WHAT THE TASK REQUIRES: Gather every line of the listing below that contains the word "goal", copying each line in full. Case counts.

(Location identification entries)
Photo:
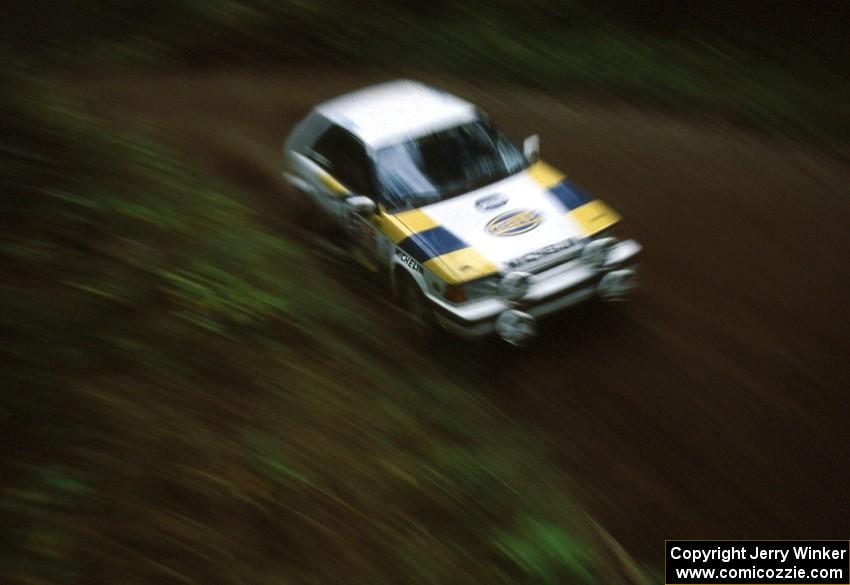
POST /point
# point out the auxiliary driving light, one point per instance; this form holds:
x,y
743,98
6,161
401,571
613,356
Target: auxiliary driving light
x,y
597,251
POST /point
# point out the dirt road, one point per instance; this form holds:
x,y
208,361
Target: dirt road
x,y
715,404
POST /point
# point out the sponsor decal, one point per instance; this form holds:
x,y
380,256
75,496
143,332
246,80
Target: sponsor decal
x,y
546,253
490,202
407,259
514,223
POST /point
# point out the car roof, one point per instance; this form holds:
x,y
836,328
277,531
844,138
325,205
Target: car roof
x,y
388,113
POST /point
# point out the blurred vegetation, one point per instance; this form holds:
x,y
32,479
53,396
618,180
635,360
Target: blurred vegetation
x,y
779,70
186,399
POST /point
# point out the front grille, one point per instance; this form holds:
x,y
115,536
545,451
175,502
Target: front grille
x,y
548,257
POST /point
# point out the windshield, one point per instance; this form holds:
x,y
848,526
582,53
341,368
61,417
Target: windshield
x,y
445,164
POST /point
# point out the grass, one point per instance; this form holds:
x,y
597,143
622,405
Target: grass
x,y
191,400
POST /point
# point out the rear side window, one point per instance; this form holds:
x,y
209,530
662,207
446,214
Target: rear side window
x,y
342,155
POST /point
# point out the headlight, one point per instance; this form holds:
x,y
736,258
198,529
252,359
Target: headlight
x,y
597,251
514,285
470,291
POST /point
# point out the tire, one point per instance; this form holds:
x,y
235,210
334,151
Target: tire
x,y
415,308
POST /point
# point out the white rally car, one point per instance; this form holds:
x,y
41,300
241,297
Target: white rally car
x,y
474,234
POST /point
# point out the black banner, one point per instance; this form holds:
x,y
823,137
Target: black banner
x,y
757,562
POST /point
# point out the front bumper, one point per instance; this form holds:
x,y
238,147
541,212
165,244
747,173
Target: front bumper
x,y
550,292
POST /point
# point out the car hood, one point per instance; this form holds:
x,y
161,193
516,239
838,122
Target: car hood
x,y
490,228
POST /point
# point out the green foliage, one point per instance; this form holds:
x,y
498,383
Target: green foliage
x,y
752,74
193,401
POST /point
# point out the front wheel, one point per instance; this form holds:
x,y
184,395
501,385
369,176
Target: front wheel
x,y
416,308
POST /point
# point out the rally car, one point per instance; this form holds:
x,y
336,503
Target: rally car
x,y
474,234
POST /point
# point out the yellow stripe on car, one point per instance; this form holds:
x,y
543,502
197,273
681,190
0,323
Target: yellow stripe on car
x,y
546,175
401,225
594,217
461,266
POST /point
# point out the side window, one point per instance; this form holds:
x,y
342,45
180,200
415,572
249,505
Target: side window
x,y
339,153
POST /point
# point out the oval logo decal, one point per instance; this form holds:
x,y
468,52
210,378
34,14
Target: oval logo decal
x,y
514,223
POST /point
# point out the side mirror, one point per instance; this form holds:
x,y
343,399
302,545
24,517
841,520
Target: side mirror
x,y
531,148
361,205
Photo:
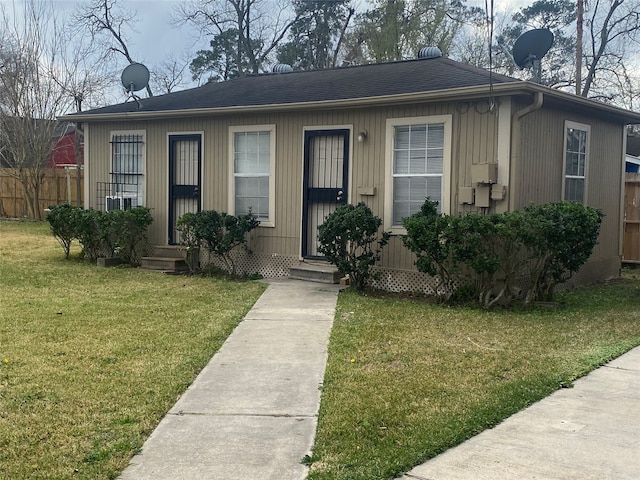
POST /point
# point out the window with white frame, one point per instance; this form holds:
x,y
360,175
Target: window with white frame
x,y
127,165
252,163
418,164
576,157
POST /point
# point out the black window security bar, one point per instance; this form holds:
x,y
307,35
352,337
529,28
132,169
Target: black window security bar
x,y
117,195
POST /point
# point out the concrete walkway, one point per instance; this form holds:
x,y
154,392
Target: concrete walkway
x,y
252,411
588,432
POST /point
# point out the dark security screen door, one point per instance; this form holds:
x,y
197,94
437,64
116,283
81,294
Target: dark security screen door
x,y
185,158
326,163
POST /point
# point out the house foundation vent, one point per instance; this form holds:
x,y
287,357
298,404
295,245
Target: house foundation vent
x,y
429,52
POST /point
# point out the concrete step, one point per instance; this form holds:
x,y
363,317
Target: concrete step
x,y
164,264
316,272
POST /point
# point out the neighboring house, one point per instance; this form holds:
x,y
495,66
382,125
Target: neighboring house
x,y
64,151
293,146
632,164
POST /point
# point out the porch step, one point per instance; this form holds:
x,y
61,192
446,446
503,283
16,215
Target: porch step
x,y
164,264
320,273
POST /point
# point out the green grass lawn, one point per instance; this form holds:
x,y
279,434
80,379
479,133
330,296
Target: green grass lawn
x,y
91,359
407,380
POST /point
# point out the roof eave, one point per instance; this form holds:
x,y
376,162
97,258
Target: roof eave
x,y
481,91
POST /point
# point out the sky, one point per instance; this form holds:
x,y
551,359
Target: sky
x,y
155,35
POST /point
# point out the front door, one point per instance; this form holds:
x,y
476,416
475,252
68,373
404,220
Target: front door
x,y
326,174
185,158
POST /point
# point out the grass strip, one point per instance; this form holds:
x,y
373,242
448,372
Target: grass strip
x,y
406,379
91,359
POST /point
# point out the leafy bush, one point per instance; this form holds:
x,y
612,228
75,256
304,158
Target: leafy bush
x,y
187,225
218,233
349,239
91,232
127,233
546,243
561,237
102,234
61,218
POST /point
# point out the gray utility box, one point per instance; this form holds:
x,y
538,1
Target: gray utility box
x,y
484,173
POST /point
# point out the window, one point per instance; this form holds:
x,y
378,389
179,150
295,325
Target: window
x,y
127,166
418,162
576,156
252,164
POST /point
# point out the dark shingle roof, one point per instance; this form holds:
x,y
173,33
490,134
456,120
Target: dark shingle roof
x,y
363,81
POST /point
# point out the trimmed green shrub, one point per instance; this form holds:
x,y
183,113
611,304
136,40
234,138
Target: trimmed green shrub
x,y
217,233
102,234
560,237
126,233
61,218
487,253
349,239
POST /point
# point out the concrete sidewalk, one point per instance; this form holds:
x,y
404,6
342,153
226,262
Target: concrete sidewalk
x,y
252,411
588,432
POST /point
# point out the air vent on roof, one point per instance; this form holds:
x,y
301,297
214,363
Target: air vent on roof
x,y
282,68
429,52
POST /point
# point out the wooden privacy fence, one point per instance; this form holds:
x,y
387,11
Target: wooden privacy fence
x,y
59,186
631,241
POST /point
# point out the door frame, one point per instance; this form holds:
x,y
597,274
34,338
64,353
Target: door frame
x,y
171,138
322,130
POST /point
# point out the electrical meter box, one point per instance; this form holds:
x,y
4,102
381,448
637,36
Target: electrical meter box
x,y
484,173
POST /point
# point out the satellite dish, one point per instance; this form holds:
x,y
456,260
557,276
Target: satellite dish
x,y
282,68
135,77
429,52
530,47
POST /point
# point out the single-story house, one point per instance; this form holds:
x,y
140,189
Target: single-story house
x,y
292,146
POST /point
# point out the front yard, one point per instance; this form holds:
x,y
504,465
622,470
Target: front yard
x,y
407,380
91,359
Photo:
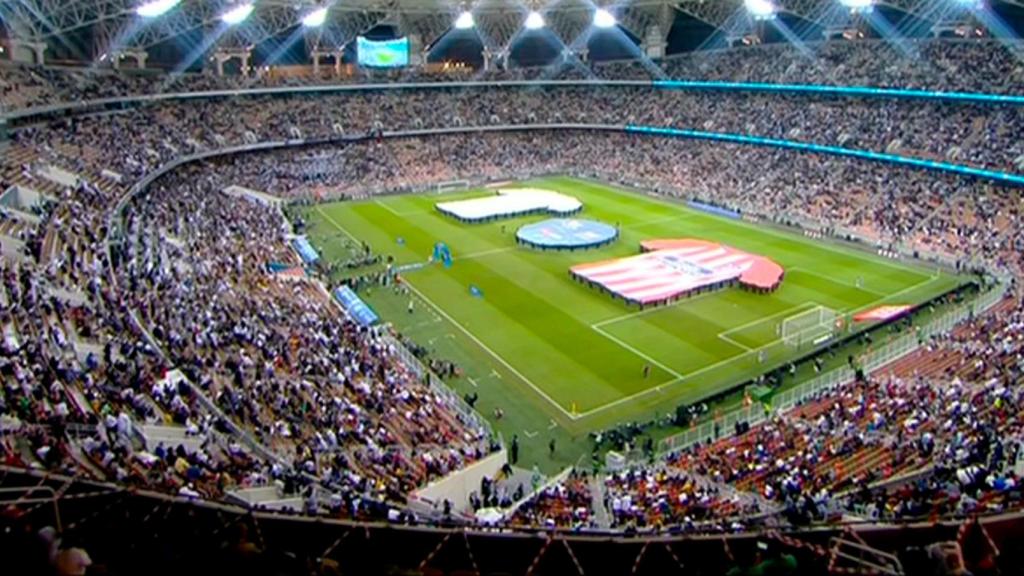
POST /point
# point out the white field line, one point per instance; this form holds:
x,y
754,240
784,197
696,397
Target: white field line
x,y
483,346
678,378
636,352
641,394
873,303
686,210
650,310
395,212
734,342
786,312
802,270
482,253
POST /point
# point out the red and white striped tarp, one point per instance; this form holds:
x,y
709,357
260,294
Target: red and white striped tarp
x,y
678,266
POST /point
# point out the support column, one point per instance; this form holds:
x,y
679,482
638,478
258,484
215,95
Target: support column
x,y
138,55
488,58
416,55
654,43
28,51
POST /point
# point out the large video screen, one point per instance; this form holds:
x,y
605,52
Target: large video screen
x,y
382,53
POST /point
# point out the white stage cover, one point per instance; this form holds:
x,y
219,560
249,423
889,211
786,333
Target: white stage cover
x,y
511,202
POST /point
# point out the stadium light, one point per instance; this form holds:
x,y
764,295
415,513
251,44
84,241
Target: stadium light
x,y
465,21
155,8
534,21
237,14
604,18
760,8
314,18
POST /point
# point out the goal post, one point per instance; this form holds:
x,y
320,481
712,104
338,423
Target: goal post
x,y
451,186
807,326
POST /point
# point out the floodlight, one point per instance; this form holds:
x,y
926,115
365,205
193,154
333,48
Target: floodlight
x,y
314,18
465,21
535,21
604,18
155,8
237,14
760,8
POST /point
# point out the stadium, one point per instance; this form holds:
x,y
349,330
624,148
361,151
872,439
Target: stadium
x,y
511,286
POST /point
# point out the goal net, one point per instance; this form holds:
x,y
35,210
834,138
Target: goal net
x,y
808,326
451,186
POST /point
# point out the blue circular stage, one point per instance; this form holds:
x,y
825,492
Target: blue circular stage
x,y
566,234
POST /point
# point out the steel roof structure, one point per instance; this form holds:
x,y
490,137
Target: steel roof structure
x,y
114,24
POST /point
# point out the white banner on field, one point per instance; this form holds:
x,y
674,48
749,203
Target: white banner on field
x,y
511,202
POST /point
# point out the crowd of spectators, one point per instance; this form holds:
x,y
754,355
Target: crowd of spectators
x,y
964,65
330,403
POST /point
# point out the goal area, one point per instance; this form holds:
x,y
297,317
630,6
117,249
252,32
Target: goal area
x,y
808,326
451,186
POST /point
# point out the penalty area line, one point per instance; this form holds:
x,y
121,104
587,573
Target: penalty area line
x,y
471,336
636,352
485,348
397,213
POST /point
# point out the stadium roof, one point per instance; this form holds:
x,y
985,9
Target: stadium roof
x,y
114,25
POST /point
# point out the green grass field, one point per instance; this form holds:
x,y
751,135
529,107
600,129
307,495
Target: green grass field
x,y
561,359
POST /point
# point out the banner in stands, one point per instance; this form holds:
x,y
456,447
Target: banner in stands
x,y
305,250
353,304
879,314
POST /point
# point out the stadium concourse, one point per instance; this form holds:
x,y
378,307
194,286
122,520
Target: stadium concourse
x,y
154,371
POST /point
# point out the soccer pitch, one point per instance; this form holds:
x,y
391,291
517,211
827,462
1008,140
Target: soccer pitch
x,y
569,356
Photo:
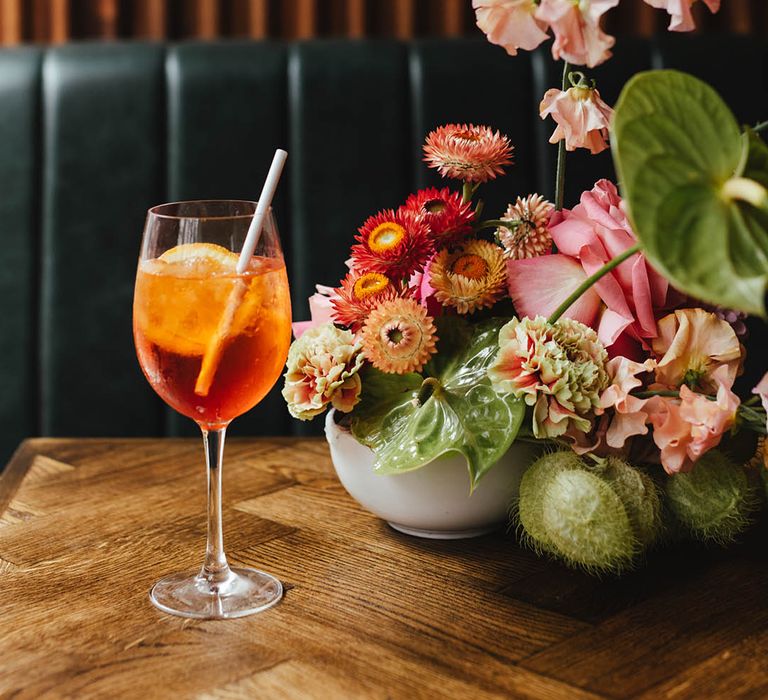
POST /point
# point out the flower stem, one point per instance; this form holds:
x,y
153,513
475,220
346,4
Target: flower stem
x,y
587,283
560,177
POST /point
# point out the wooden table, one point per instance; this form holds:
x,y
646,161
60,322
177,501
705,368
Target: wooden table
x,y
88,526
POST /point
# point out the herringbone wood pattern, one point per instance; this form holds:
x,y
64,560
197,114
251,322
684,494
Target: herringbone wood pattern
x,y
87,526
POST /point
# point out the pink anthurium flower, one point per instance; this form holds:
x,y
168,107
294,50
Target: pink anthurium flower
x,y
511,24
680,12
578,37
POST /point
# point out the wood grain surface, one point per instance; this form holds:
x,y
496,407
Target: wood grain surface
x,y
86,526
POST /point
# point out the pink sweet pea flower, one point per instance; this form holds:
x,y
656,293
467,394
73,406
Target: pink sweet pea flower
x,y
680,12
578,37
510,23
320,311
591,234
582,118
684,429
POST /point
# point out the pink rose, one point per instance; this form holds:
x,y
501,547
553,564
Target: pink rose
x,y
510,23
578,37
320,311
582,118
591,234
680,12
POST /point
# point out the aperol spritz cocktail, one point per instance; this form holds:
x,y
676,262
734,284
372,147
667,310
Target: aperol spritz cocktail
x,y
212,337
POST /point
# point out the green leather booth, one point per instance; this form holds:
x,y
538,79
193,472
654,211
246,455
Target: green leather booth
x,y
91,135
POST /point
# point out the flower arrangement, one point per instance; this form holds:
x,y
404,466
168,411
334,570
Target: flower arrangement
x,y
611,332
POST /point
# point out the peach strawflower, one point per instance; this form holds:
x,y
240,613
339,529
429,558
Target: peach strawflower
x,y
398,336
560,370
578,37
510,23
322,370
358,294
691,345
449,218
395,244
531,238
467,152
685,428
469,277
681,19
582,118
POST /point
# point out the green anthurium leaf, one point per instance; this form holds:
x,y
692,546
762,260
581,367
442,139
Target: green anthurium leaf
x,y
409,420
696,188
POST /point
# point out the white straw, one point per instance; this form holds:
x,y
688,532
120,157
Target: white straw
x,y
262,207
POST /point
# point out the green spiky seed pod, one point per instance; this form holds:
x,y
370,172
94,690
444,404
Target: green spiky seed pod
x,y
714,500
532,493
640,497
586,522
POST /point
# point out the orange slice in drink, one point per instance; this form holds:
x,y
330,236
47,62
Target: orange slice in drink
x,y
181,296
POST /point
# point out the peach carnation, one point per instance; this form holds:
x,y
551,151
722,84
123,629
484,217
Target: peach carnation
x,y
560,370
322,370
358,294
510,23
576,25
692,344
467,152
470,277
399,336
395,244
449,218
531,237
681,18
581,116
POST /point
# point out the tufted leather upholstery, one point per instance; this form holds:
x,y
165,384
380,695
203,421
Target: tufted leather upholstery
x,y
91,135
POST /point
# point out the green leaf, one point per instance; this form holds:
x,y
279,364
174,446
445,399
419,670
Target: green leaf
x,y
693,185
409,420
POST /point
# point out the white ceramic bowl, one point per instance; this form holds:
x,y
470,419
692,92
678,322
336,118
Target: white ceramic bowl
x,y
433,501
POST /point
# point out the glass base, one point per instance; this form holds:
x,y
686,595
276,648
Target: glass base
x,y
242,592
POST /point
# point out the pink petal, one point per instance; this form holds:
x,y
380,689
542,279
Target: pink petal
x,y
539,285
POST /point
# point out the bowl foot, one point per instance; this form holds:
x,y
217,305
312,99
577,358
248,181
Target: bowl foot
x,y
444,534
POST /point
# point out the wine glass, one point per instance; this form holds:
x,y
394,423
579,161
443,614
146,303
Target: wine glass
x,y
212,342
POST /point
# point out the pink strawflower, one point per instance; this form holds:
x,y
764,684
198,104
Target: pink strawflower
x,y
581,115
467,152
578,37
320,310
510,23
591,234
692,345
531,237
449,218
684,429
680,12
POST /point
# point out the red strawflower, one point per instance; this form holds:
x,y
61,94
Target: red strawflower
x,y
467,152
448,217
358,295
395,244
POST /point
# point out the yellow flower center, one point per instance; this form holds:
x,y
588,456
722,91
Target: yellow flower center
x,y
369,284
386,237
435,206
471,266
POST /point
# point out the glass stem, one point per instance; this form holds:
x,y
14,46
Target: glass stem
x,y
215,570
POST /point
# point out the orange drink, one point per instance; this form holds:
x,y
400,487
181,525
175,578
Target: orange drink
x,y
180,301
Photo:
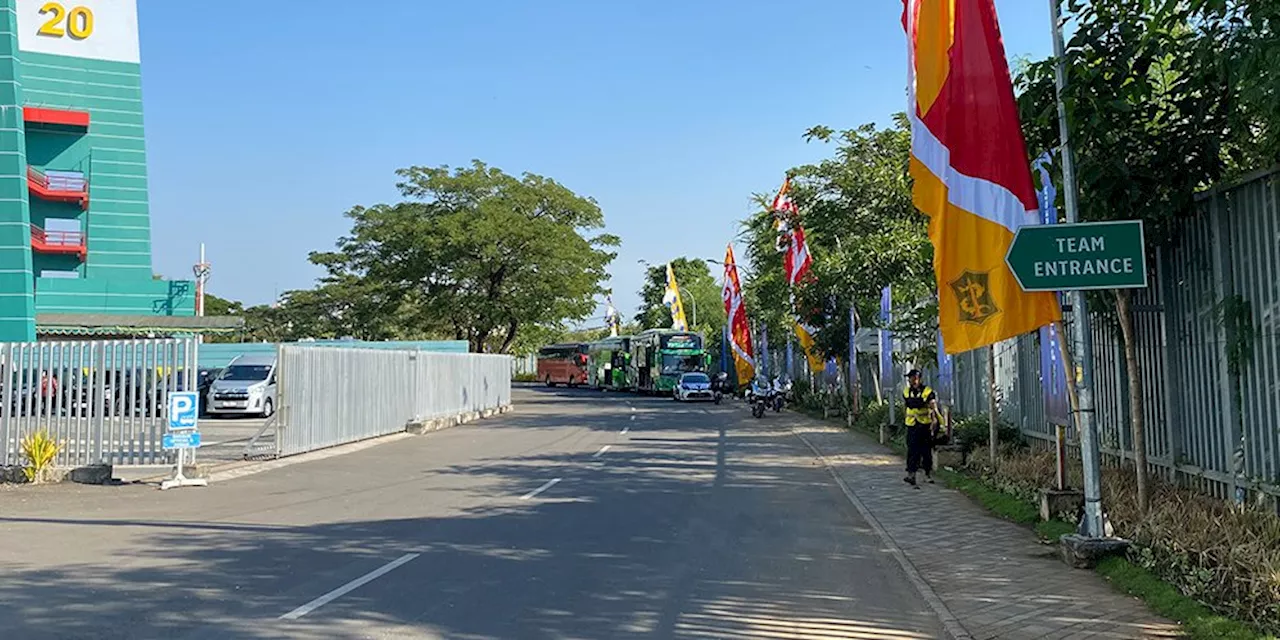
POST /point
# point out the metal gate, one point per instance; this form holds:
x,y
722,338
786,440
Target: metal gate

OUTPUT FOR THIS TASK:
# point out the goal post, one point per instance; this form holds:
Target: goal post
# point out the goal net, one point per instance; this form holds:
Target: goal net
# point out the goal area, one point per instance; this form holds:
Target: goal area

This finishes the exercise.